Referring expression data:

"""

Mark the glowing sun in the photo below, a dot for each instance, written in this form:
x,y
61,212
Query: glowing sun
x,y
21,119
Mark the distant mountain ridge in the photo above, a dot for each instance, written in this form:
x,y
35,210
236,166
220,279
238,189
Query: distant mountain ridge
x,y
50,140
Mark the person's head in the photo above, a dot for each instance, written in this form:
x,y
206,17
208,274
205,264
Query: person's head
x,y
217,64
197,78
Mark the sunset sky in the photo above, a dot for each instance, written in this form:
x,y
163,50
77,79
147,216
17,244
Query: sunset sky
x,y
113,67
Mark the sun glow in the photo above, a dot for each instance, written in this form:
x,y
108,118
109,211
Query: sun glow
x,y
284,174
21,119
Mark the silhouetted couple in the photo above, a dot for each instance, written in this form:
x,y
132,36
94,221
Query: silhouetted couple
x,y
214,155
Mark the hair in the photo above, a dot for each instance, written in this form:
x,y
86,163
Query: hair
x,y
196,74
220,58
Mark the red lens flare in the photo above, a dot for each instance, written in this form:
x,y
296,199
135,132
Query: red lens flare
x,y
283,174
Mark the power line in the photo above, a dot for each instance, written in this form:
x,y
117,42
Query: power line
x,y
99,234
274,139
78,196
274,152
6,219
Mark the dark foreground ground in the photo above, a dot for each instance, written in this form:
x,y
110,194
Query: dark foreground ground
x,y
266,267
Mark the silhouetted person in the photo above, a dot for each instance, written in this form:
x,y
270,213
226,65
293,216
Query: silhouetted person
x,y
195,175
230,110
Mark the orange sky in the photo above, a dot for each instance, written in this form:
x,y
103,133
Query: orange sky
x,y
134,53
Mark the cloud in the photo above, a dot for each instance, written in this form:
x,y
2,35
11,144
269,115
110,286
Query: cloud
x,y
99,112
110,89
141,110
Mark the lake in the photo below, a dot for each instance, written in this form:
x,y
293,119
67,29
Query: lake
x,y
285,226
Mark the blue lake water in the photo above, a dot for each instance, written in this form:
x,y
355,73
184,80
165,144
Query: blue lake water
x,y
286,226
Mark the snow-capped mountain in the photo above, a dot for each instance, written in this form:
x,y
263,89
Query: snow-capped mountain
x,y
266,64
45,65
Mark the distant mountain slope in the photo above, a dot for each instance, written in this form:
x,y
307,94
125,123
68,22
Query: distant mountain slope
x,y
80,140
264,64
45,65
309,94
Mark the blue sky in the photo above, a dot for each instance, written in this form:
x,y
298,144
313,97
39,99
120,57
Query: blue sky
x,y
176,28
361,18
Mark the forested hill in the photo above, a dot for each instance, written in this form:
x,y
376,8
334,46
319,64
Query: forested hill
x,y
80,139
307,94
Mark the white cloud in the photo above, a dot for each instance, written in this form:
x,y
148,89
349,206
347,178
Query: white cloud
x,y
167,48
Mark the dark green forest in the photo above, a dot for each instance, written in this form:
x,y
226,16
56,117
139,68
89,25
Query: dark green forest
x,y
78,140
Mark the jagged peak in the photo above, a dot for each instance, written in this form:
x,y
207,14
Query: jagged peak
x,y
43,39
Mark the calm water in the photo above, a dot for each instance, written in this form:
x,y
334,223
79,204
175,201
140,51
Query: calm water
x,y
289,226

"""
"""

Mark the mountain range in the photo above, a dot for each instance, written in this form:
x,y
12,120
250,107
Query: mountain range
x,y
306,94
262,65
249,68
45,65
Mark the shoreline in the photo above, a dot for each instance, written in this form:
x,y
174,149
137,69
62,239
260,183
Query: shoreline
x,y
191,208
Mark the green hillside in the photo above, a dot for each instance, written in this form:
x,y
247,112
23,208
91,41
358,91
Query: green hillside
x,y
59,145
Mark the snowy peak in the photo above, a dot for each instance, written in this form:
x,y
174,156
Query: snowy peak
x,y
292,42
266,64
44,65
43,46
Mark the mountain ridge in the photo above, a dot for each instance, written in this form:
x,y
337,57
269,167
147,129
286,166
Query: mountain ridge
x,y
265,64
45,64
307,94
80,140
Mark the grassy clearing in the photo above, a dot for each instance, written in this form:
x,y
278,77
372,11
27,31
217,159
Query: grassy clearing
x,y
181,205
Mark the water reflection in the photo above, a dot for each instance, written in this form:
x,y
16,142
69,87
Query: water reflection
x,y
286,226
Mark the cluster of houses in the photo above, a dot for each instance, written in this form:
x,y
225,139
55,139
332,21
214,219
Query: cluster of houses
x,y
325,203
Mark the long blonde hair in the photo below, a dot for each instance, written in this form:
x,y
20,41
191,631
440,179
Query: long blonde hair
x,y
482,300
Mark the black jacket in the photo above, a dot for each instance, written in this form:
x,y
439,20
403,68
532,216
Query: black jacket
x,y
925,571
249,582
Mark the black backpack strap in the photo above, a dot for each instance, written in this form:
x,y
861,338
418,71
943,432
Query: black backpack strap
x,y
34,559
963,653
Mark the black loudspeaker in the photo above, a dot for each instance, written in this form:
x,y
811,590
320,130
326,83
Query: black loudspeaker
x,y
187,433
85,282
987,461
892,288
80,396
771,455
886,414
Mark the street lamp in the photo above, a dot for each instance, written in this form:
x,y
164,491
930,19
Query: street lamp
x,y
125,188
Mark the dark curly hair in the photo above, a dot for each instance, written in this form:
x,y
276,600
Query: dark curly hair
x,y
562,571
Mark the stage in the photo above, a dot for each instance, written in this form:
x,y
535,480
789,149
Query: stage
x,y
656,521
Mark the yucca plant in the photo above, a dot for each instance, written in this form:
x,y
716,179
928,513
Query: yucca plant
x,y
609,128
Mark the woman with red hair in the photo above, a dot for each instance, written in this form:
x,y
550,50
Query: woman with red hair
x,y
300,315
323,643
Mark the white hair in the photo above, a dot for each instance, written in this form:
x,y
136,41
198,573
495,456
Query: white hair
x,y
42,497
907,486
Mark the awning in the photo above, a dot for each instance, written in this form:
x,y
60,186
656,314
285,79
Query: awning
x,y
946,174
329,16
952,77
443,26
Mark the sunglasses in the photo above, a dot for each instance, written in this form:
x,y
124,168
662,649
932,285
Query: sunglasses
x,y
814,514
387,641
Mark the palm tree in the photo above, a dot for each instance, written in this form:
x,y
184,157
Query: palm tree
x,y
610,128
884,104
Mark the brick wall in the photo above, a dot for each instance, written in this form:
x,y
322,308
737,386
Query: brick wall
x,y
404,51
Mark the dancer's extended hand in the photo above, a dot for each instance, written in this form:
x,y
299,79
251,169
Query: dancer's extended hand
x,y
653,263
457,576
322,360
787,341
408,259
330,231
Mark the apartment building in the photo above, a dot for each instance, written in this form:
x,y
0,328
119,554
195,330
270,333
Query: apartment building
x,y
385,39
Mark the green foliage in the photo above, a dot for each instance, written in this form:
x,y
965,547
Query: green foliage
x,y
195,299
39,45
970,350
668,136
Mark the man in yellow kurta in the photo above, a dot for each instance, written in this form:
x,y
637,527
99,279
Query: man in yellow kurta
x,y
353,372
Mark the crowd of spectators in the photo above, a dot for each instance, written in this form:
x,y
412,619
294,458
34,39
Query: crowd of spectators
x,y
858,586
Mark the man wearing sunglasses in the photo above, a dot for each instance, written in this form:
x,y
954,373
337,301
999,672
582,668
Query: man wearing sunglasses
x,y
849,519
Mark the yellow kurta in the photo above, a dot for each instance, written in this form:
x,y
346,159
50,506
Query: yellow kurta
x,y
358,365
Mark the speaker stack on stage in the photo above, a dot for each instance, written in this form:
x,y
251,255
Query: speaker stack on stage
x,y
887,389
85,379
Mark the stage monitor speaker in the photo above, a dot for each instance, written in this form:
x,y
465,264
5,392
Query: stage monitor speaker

"""
"""

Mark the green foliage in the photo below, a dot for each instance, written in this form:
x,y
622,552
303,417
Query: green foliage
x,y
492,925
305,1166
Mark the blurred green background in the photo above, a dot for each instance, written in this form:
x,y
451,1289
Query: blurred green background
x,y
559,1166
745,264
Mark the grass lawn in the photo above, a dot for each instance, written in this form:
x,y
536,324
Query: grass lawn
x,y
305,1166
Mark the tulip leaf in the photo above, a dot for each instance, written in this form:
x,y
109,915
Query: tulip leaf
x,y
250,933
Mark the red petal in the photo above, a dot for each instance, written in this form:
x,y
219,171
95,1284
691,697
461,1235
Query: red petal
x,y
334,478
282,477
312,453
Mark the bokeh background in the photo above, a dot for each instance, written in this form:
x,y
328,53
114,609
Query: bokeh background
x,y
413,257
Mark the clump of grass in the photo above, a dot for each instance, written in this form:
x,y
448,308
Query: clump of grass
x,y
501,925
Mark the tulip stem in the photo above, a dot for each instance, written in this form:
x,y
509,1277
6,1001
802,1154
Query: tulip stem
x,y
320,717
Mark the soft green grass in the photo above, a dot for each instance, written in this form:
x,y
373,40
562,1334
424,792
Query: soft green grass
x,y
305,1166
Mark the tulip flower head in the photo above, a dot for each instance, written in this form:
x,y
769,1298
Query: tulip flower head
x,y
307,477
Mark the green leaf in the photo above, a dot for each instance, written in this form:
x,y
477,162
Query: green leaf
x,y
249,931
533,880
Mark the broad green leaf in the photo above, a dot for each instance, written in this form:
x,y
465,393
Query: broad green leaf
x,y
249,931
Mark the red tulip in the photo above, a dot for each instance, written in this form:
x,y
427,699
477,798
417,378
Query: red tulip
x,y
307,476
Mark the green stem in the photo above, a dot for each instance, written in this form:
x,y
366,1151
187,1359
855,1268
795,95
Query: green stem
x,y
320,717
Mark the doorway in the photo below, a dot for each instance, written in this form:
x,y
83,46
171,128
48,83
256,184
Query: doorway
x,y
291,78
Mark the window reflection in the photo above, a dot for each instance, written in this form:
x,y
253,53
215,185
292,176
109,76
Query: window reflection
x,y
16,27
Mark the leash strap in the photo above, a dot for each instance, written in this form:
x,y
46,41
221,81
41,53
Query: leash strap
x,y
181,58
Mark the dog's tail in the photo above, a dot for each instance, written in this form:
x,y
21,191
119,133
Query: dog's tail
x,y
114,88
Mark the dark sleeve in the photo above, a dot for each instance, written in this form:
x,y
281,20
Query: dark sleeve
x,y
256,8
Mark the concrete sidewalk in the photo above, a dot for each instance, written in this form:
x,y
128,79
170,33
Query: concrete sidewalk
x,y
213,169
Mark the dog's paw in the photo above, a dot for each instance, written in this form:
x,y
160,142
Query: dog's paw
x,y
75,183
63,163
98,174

"""

Output, from the data above, the lines from the line with "Mark the crowd" to the line with "Query: stage monitor speaker" exactly as they stand, both ends included and nothing else.

Mark the crowd of spectators in the photo above, a dot for each instance, written in this form:
x,y
412,619
294,458
34,39
Query: crowd of spectators
x,y
858,586
Mark the man wearing sunglasses in the photo above, a dot for each instance, written in this form:
x,y
954,373
337,301
999,672
582,668
Query: man wearing sunglasses
x,y
849,519
Mark the yellow kurta in the photo above, a dot for each instance, written in this form:
x,y
346,159
50,506
Query: yellow kurta
x,y
358,365
Mark the speaker stack on stage in the photo above, a dot for each instance, written in this form:
x,y
251,255
Query: speaker stack on stage
x,y
887,389
85,379
Mark the stage monitor speaker in the photo above, a dot for each instance, written in this form:
x,y
465,264
5,392
Query: stage monitor speaker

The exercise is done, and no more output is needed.